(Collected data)
►
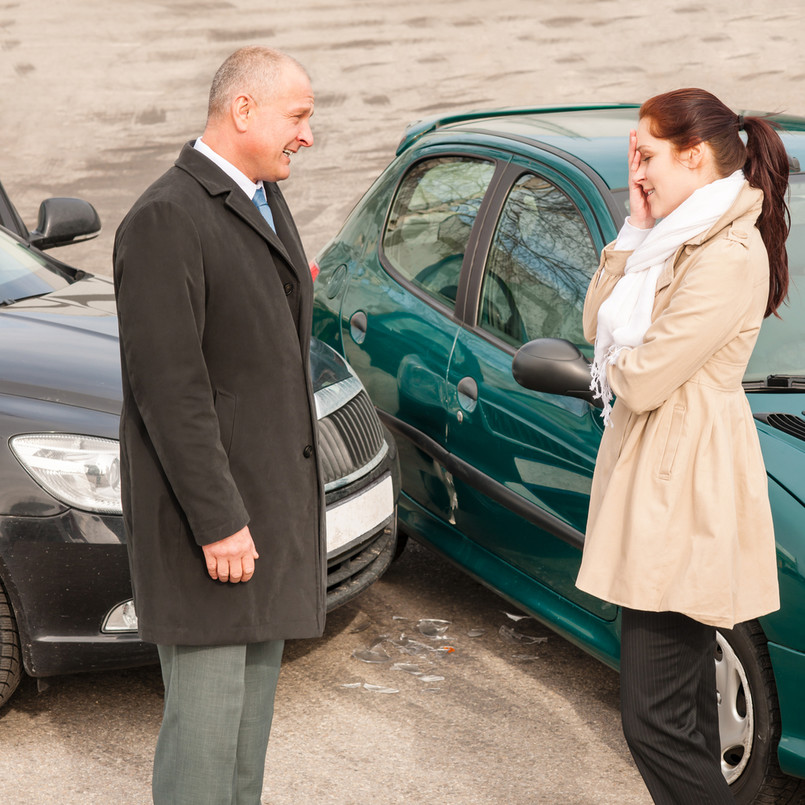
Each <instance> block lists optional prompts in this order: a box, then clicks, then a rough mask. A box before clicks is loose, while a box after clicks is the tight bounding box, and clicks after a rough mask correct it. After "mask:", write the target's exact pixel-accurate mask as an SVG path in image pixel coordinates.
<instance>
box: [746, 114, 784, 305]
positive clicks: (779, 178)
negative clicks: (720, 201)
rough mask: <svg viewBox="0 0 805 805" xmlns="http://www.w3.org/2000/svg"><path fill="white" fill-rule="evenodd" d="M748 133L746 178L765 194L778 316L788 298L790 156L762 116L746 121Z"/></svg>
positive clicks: (762, 223) (761, 214)
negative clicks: (786, 199) (781, 307)
mask: <svg viewBox="0 0 805 805" xmlns="http://www.w3.org/2000/svg"><path fill="white" fill-rule="evenodd" d="M743 125H744V130H745V131H746V138H747V139H746V163H745V164H744V166H743V170H744V176H746V179H747V181H748V182H749V184H751V185H752V187H757V188H759V189H760V190H762V191H763V210H762V211H761V213H760V217H759V218H758V221H757V228H758V229H759V230H760V234H761V236H762V237H763V243H764V244H765V246H766V251H767V252H768V254H769V301H768V303H767V305H766V316H770V315H771V314H772V313H774V314H775V315H777V308H779V307H780V305H782V304H783V302H784V301H785V298H786V296H787V295H788V252H787V251H786V249H785V242H786V239H787V238H788V231H789V229H790V228H791V216H790V214H789V212H788V206H787V204H786V195H787V192H788V155H787V154H786V152H785V148H784V147H783V143H782V141H781V140H780V137H779V135H778V134H777V132H776V131H775V130H774V129H773V128H772V126H771V125H770V124H769V122H768V121H767V120H764V119H763V118H760V117H745V118H743Z"/></svg>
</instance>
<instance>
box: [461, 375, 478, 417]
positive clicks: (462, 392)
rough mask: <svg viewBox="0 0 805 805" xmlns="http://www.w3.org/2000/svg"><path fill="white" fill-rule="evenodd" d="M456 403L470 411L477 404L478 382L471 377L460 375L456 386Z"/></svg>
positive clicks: (464, 409) (472, 409)
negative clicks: (459, 378) (457, 402)
mask: <svg viewBox="0 0 805 805" xmlns="http://www.w3.org/2000/svg"><path fill="white" fill-rule="evenodd" d="M456 391H457V392H458V404H459V405H460V406H461V407H462V408H463V409H464V410H465V411H467V412H469V413H472V412H473V411H474V410H475V406H476V405H477V404H478V384H477V383H476V382H475V381H474V380H473V379H472V378H471V377H462V378H461V380H459V381H458V386H457V387H456Z"/></svg>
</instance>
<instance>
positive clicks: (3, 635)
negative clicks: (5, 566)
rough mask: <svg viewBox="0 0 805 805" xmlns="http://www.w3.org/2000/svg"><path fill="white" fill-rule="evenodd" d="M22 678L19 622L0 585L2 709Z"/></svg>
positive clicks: (21, 661)
mask: <svg viewBox="0 0 805 805" xmlns="http://www.w3.org/2000/svg"><path fill="white" fill-rule="evenodd" d="M21 678H22V661H21V659H20V635H19V632H18V631H17V621H16V619H15V618H14V610H13V609H12V608H11V602H10V601H9V600H8V595H6V591H5V588H4V587H3V585H2V583H0V707H2V706H3V705H4V704H5V703H6V702H7V701H8V700H9V699H10V698H11V694H12V693H14V691H15V690H16V689H17V685H19V684H20V679H21Z"/></svg>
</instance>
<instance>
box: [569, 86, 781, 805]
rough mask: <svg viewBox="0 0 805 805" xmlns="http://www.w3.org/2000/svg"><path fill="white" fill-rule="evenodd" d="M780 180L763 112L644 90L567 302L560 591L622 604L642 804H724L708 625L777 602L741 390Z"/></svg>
mask: <svg viewBox="0 0 805 805" xmlns="http://www.w3.org/2000/svg"><path fill="white" fill-rule="evenodd" d="M741 131H744V132H745V135H741ZM743 136H745V139H746V144H744V140H743V138H742V137H743ZM787 184H788V160H787V157H786V154H785V150H784V148H783V145H782V142H781V141H780V138H779V137H778V136H777V134H776V133H775V131H774V130H773V129H772V127H771V126H770V125H769V124H768V123H767V122H766V121H765V120H762V119H760V118H757V117H742V116H740V115H736V114H735V113H734V112H732V111H730V110H729V109H728V108H727V107H726V106H724V104H723V103H721V101H719V100H718V99H717V98H715V97H714V96H713V95H711V94H710V93H708V92H704V91H703V90H699V89H682V90H677V91H674V92H669V93H666V94H663V95H658V96H656V97H654V98H651V99H650V100H649V101H647V102H646V103H645V104H643V106H642V107H641V109H640V122H639V126H638V129H637V131H632V132H631V134H630V141H629V199H630V205H631V210H630V211H631V215H630V218H629V219H628V220H627V222H626V223H625V224H624V227H623V229H622V230H621V232H620V234H619V236H618V239H617V241H616V242H615V243H614V244H611V245H609V246H608V247H607V248H606V249H605V250H604V253H603V256H602V260H601V266H600V267H599V269H598V271H597V273H596V274H595V276H594V277H593V279H592V282H591V284H590V288H589V290H588V293H587V299H586V301H585V305H584V331H585V335H586V337H587V338H588V339H589V340H590V341H594V343H595V360H594V364H593V378H594V379H593V389H594V391H596V393H597V395H598V396H600V397H601V398H602V400H603V402H604V403H605V408H604V414H603V416H604V418H605V421H606V423H607V425H608V427H605V428H604V437H603V440H602V442H601V448H600V451H599V454H598V460H597V462H596V468H595V476H594V479H593V488H592V495H591V500H590V514H589V520H588V527H587V538H586V544H585V548H584V558H583V561H582V566H581V570H580V572H579V577H578V580H577V585H578V587H580V588H581V589H582V590H585V591H586V592H588V593H592V594H593V595H596V596H598V597H599V598H602V599H604V600H606V601H610V602H612V603H614V604H618V605H620V606H621V607H622V641H621V711H622V717H623V729H624V734H625V736H626V740H627V743H628V744H629V748H630V750H631V752H632V755H633V757H634V758H635V761H636V763H637V766H638V768H639V769H640V772H641V774H642V775H643V779H644V780H645V782H646V785H647V787H648V789H649V791H650V793H651V795H652V797H653V798H654V801H655V802H657V803H669V804H670V803H673V805H680V804H681V803H691V805H703V803H725V802H733V798H732V796H731V794H730V790H729V786H728V785H727V783H726V782H725V780H724V777H723V775H722V773H721V766H720V754H721V750H720V741H719V734H718V714H717V704H716V687H715V666H714V649H715V628H716V627H721V628H731V627H732V626H734V624H735V623H738V622H741V621H745V620H749V619H751V618H756V617H758V616H760V615H764V614H766V613H768V612H772V611H774V610H775V609H777V608H778V607H779V596H778V589H777V571H776V567H775V548H774V534H773V530H772V521H771V511H770V508H769V502H768V495H767V481H766V474H765V470H764V467H763V459H762V457H761V453H760V446H759V443H758V438H757V433H756V431H755V427H754V424H753V419H752V414H751V411H750V409H749V405H748V403H747V401H746V397H745V395H744V392H743V389H742V387H741V379H742V377H743V374H744V371H745V369H746V365H747V362H748V360H749V356H750V354H751V352H752V347H753V346H754V343H755V340H756V338H757V334H758V331H759V329H760V324H761V321H762V320H763V318H764V317H766V316H768V315H770V314H771V313H774V312H775V311H776V310H777V308H778V307H779V305H780V304H782V302H783V301H784V299H785V297H786V293H787V288H788V261H787V256H786V251H785V239H786V236H787V234H788V217H787V216H788V211H787V208H786V204H785V193H786V189H787ZM613 394H614V396H615V397H616V398H617V400H616V402H615V404H614V406H611V401H612V397H613Z"/></svg>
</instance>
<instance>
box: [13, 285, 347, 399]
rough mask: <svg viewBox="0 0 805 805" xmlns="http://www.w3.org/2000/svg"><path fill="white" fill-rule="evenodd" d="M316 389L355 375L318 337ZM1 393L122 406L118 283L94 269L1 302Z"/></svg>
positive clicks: (317, 347) (310, 363)
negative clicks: (14, 298)
mask: <svg viewBox="0 0 805 805" xmlns="http://www.w3.org/2000/svg"><path fill="white" fill-rule="evenodd" d="M310 372H311V378H312V380H313V390H314V392H318V391H322V390H323V389H325V388H327V387H328V386H332V385H334V384H336V383H339V382H341V381H343V380H346V379H348V378H350V377H351V376H352V373H351V372H350V370H349V367H348V366H347V364H346V362H345V361H344V359H343V358H342V357H341V356H340V355H338V354H337V353H336V352H335V351H334V350H332V349H331V348H330V347H329V346H327V345H326V344H324V343H322V342H321V341H318V340H317V339H315V338H314V339H312V341H311V346H310ZM0 393H2V394H11V395H15V396H18V397H32V398H35V399H39V400H48V401H51V402H57V403H62V404H64V405H75V406H81V407H82V408H90V409H93V410H97V411H103V412H106V413H110V414H119V413H120V406H121V403H122V399H123V394H122V388H121V381H120V352H119V346H118V331H117V315H116V308H115V297H114V286H113V284H112V281H111V280H110V279H107V278H105V277H96V276H87V277H86V278H84V279H81V280H79V281H78V282H74V283H73V284H72V285H69V286H67V287H66V288H63V289H61V290H58V291H54V292H53V293H49V294H46V295H45V296H40V297H38V298H35V299H24V300H22V301H20V302H16V303H14V304H13V305H8V306H6V307H4V308H0Z"/></svg>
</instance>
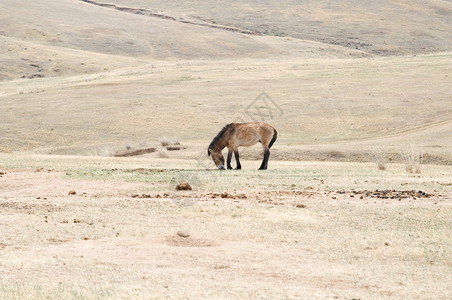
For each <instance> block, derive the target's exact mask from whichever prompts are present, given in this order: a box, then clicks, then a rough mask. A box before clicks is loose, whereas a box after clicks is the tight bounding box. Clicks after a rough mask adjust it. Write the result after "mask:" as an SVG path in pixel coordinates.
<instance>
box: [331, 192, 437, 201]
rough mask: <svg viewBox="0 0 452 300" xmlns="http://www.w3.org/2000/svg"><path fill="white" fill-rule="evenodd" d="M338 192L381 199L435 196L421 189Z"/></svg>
mask: <svg viewBox="0 0 452 300" xmlns="http://www.w3.org/2000/svg"><path fill="white" fill-rule="evenodd" d="M337 193H338V194H346V193H350V195H351V196H352V195H357V196H366V197H373V198H380V199H406V198H413V199H416V198H430V197H433V196H434V195H433V194H429V193H426V192H423V191H421V190H418V191H416V190H409V191H396V190H374V191H369V190H362V191H351V192H345V191H338V192H337Z"/></svg>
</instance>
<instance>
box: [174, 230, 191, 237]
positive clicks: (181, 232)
mask: <svg viewBox="0 0 452 300" xmlns="http://www.w3.org/2000/svg"><path fill="white" fill-rule="evenodd" d="M177 235H178V236H180V237H189V236H190V234H189V233H188V232H186V231H178V232H177Z"/></svg>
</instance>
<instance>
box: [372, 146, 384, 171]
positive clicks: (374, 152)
mask: <svg viewBox="0 0 452 300" xmlns="http://www.w3.org/2000/svg"><path fill="white" fill-rule="evenodd" d="M369 156H370V159H371V160H372V161H373V162H374V163H375V164H376V165H377V168H378V170H382V171H384V170H386V166H387V164H388V160H387V157H386V152H385V150H384V149H377V148H374V149H372V150H371V151H370V152H369Z"/></svg>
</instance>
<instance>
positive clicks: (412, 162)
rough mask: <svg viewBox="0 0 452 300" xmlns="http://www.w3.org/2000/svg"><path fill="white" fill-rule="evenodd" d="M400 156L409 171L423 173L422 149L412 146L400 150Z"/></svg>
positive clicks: (422, 157)
mask: <svg viewBox="0 0 452 300" xmlns="http://www.w3.org/2000/svg"><path fill="white" fill-rule="evenodd" d="M400 157H401V158H402V161H403V163H404V164H405V170H406V171H407V172H408V173H416V174H419V173H421V165H422V158H423V152H422V149H420V150H419V149H415V148H414V147H413V146H411V148H410V150H408V151H402V152H400Z"/></svg>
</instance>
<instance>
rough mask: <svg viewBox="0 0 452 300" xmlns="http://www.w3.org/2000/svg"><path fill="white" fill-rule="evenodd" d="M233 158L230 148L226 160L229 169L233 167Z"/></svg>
mask: <svg viewBox="0 0 452 300" xmlns="http://www.w3.org/2000/svg"><path fill="white" fill-rule="evenodd" d="M231 159H232V151H231V150H229V151H228V158H227V160H226V165H227V167H228V170H230V169H232V166H231Z"/></svg>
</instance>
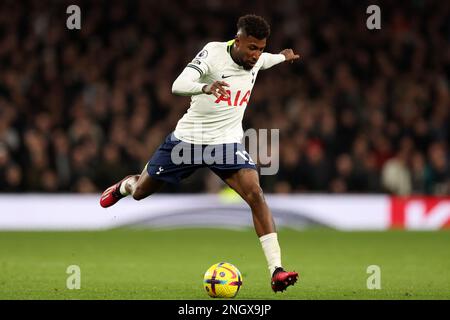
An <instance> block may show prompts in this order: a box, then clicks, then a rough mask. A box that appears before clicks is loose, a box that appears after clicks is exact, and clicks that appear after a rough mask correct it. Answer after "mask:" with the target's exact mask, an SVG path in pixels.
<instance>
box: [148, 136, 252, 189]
mask: <svg viewBox="0 0 450 320" xmlns="http://www.w3.org/2000/svg"><path fill="white" fill-rule="evenodd" d="M205 167H207V168H209V169H211V170H212V171H213V172H214V173H215V174H217V175H218V176H219V177H222V176H223V174H225V173H228V172H230V171H232V170H235V171H236V170H239V169H243V168H250V169H254V170H256V165H255V163H254V162H253V160H252V159H251V158H250V155H249V154H248V153H247V151H246V150H245V148H244V146H243V145H242V144H240V143H228V144H219V145H200V144H191V143H187V142H183V141H181V140H179V139H177V138H176V137H175V136H174V134H173V133H171V134H169V135H168V136H167V137H166V139H165V141H164V142H163V143H162V144H161V145H160V146H159V147H158V149H157V150H156V152H155V153H154V154H153V156H152V158H151V159H150V161H149V162H148V163H147V172H148V174H149V175H150V176H152V177H153V178H156V179H160V180H164V181H166V182H170V183H179V182H180V181H181V180H183V179H185V178H187V177H189V176H190V175H191V174H192V173H194V172H195V171H196V170H197V169H200V168H205Z"/></svg>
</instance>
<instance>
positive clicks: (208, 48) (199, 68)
mask: <svg viewBox="0 0 450 320" xmlns="http://www.w3.org/2000/svg"><path fill="white" fill-rule="evenodd" d="M211 56H212V52H211V46H210V45H209V44H207V45H206V46H205V47H204V48H203V49H202V50H201V51H200V52H199V53H198V54H197V55H196V56H195V58H194V59H193V60H192V61H191V62H189V63H188V65H187V66H186V67H189V68H192V69H194V70H197V71H198V72H199V73H200V76H203V75H205V74H207V73H209V72H210V71H211V65H212V64H211Z"/></svg>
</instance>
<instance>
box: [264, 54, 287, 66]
mask: <svg viewBox="0 0 450 320" xmlns="http://www.w3.org/2000/svg"><path fill="white" fill-rule="evenodd" d="M261 58H262V59H263V61H262V65H261V70H265V69H269V68H271V67H273V66H274V65H276V64H279V63H281V62H283V61H284V60H286V57H285V56H284V54H281V53H279V54H273V53H268V52H263V53H262V54H261V57H260V59H261Z"/></svg>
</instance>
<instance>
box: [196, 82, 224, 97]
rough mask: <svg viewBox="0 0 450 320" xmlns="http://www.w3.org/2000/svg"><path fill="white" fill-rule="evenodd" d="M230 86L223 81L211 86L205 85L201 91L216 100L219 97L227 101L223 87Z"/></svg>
mask: <svg viewBox="0 0 450 320" xmlns="http://www.w3.org/2000/svg"><path fill="white" fill-rule="evenodd" d="M229 86H230V85H229V84H228V83H226V82H225V81H214V82H213V83H211V84H208V85H205V86H204V87H203V89H202V91H203V92H204V93H206V94H213V95H214V96H215V97H216V98H219V97H220V96H224V97H225V99H228V97H229V96H228V93H227V91H226V90H225V88H224V87H229Z"/></svg>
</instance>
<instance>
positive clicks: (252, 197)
mask: <svg viewBox="0 0 450 320" xmlns="http://www.w3.org/2000/svg"><path fill="white" fill-rule="evenodd" d="M245 200H246V201H247V203H248V204H249V205H250V206H253V205H258V204H261V203H262V202H264V194H263V191H262V189H261V187H260V186H254V187H251V188H250V189H249V190H248V191H247V192H246V193H245Z"/></svg>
◄
• _WHAT IS EXPECTED_:
Above are the entries. Quote exactly the lines from the one bearing "133L746 178L765 194L778" through the one bearing "positive clicks: (762, 223) (761, 214)".

• _RESULT OF THE TASK_:
rough mask: <svg viewBox="0 0 805 805" xmlns="http://www.w3.org/2000/svg"><path fill="white" fill-rule="evenodd" d="M748 133L746 178L765 194L778 316L788 298L790 156L762 116L746 121Z"/></svg>
positive clicks: (762, 223) (761, 214)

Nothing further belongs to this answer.